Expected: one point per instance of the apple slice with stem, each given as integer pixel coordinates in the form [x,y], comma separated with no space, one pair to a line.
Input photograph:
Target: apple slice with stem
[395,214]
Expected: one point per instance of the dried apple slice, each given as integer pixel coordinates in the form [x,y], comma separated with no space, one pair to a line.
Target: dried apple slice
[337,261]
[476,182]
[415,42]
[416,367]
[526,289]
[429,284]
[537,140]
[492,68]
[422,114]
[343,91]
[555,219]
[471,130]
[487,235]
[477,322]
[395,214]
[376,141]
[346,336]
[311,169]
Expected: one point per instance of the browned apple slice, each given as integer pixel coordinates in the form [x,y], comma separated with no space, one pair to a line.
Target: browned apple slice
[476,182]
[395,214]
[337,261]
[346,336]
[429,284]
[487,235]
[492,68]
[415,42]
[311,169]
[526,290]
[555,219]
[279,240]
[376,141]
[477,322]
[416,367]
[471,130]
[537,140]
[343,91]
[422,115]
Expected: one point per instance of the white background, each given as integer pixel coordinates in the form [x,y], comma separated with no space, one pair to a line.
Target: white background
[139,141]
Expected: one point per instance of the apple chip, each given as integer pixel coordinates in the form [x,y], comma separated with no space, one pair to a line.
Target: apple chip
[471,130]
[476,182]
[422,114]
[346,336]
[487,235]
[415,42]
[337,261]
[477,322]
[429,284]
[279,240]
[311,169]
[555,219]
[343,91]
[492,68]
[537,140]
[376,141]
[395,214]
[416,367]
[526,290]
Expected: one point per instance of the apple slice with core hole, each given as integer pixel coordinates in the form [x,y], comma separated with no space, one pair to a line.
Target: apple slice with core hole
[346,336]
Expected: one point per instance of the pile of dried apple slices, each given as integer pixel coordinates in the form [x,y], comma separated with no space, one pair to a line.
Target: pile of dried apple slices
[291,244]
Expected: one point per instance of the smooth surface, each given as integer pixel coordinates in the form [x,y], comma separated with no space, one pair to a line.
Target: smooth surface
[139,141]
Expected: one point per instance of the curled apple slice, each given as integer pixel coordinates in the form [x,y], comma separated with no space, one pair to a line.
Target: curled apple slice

**WORK INSTRUCTIONS**
Among the lines above, find those containing the word "curled" and copy each.

**TASK RESPONSE**
Expected: one point per instance of the curled apple slice, each given as integer pixel coordinates in the form [x,y], comma separated with no space, one pair to a line.
Target: curled apple slice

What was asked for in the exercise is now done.